* FRAGMENT ŹRÓDŁOWY:
<<<<

Stanisław Terlecki: Indywidualista

Był jednym z najbardziej utalentowanych i jednocześnie najinteligentniejszych polskich piłkarzy lat 70. i 80. Okazało się to mieszanką wybuchową. Stanisław Terlecki zmarł w czwartek w wieku 62 lat - przyczyną było wieloletnie wycieńczenie organizmu.

Marek Wawrzynowski
Marek Wawrzynowski
Stanisław Terlecki Agencja Gazeta / SLAWOMIR KAMINSKI / AGENCJA GAZET / Na zdjęciu: Stanisław Terlecki

Z powodu zagrożenia epidemią koronawirusa, apelujemy do Was, byście unikali dużych skupisk ludzkich, uważali na siebie, poświęcili czas sobie i najbliższym. Zostańcie w domu, poczytajcie. Pod hasztagiem #zostanwdomu będziemy proponować Wam najlepsze teksty WP SportoweFakty z ostatnich lat.

Stanisław Terlecki zmarł 28 grudnia rano we własnym łóżku, w mieszkaniu w Łodzi, gdzie przed 2,5 roku przeprowadził się z Pruszkowa. W ostatnich latach Terlecki do swojego "repertuaru" dołożył środki psychotropowe. Kilka dni wcześniej, przed Wigilią, obdzwonił wszystkich znajomych, którzy w ostatnim okresie wyciągnęli do niego pomocną dłoń. Każdemu złożył życzenia i podziękował za wszystko.

>>>>

* Rekordy zbioru danych:

<<<<

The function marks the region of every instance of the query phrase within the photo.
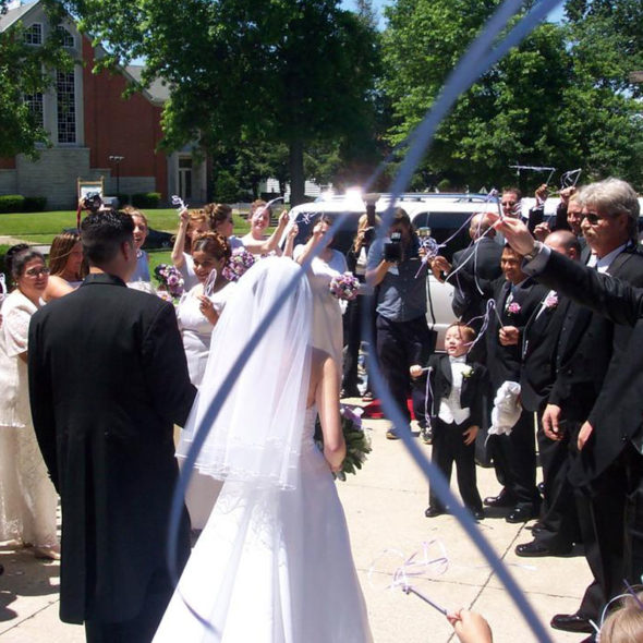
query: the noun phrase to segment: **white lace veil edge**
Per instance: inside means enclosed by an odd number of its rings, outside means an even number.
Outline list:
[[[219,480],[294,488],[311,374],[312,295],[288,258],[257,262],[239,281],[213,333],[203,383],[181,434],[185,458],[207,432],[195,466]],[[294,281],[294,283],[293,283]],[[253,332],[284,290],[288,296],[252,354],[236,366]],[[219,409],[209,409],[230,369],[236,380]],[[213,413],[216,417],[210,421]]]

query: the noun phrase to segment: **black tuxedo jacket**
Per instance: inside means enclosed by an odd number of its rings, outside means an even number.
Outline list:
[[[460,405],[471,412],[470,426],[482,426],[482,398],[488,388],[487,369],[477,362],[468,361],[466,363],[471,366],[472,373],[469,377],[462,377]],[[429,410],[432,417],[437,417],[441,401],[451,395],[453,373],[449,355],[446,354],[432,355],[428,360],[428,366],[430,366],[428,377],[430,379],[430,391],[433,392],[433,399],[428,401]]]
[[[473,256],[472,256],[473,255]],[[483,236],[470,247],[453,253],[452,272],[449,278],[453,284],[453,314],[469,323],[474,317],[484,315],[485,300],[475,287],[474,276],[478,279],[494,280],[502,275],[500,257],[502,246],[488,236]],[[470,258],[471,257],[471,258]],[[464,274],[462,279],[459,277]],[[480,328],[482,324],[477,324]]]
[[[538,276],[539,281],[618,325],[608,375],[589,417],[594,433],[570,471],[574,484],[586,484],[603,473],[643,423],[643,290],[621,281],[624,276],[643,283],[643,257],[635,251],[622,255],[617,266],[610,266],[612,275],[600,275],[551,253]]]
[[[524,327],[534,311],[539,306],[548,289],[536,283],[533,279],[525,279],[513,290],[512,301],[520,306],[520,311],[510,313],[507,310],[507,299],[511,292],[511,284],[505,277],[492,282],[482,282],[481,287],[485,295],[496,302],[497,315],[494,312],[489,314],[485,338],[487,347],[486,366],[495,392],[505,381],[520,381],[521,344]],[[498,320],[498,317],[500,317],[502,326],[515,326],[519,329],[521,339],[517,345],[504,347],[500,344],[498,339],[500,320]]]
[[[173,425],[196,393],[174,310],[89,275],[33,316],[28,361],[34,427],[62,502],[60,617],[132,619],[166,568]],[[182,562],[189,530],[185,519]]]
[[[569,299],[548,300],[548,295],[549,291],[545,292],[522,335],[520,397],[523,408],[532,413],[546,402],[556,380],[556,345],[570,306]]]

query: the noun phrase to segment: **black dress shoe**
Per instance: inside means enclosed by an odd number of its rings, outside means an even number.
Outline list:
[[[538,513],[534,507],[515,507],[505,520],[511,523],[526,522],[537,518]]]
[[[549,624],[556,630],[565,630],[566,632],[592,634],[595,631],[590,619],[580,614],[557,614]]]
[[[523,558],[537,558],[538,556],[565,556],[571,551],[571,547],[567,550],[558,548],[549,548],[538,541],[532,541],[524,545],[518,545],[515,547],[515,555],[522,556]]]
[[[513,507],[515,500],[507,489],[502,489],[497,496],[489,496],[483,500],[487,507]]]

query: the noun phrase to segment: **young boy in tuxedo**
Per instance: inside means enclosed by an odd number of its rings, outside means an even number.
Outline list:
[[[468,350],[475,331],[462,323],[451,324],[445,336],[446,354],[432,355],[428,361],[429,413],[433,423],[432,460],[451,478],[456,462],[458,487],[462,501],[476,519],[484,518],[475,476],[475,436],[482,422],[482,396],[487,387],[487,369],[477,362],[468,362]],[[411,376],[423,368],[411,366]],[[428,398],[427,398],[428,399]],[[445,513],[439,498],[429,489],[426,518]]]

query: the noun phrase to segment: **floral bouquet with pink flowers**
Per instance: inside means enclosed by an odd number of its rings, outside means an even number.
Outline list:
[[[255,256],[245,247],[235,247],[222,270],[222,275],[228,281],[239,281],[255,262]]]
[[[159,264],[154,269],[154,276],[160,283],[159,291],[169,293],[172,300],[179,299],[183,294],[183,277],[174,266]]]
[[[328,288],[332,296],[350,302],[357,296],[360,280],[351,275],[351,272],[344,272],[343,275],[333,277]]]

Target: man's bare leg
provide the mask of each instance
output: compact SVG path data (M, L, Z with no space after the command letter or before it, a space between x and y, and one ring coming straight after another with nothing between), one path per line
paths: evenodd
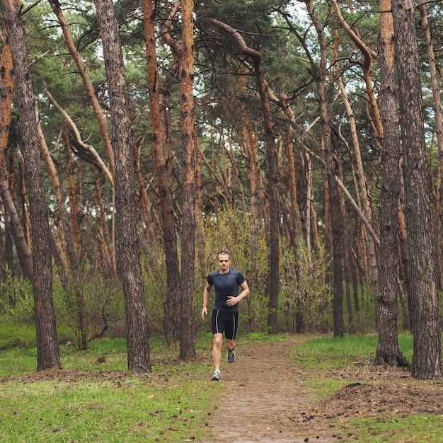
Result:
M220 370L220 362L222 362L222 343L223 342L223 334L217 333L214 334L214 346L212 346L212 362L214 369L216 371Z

>>>>
<<<<

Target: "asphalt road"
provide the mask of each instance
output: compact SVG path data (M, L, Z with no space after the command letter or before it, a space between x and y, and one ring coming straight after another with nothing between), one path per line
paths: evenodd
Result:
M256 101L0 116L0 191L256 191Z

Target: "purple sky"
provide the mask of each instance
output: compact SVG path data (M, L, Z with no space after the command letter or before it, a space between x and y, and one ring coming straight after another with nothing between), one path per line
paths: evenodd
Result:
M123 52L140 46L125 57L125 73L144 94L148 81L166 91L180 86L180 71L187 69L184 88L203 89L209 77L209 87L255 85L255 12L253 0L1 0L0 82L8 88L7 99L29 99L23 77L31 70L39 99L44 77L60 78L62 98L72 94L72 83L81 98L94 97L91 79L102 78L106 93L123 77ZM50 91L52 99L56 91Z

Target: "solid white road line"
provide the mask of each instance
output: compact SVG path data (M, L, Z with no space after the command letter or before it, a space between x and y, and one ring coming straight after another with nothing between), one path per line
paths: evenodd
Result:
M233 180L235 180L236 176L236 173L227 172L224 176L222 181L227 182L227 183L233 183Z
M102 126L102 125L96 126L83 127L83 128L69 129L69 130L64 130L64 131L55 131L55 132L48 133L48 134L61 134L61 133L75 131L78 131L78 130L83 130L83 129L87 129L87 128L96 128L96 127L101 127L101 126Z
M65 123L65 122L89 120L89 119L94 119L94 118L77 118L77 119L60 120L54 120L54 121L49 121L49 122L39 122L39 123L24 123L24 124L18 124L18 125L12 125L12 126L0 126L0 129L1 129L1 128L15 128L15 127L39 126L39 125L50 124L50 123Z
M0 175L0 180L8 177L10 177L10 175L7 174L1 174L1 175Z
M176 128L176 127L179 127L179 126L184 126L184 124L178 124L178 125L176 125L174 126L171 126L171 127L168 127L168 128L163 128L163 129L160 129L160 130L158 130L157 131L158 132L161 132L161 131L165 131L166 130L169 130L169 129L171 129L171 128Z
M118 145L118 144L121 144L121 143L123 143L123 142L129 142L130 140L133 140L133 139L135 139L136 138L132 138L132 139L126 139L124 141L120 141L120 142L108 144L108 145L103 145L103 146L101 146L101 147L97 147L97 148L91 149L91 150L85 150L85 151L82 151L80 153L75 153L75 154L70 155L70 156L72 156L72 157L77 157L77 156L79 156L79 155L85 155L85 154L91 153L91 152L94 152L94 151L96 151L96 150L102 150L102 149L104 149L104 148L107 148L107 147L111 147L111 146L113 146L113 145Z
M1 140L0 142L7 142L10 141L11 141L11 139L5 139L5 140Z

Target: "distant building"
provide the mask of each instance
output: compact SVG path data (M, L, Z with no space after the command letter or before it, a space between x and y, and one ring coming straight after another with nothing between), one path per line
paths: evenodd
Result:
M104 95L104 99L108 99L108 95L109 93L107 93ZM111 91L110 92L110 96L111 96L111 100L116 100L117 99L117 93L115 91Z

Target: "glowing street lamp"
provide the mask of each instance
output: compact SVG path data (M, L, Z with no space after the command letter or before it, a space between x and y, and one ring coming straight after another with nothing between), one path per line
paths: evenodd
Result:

>>>>

* ZADANIE A: Skróć akapit tekstu o Stanisławie Terleckim zaczynający się od słów „Był jednym z najbardziej”. Zachowaj jego najważniejsze fakty.
* ZADANIE B:
Sprawdź, czy poniższe stwierdzenia zgadzają się z tekstem o Stanisławie Terleckim. Przy każdym napisz „tak” lub „nie” i przytocz dosłownie rozstrzygające słowa tekstu.
(i) Terlecki zmarł w swoim mieszkaniu w Pruszkowie.
(ii) Przed Wigilią zadzwonił do znajomych, którzy ostatnio mu pomagali.
(iii) W chwili śmierci miał 62 lata.

* ROZWIĄZANIE A: Stanisław Terlecki należał do najbardziej utalentowanych i najinteligentniejszych polskich piłkarzy lat 70. i 80., co okazało się mieszanką wybuchową. Zmarł w czwartek w wieku 62 lat z powodu wieloletniego wycieńczenia organizmu.

* ROZWIĄZANIE B:
(i) Nie: „w mieszkaniu w Łodzi, gdzie przed 2,5 roku przeprowadził się z Pruszkowa”.
(ii) Tak: „przed Wigilią, obdzwonił wszystkich znajomych, którzy w ostatnim okresie wyciągnęli do niego pomocną dłoń”.
(iii) Tak: „Stanisław Terlecki zmarł w czwartek w wieku 62 lat”.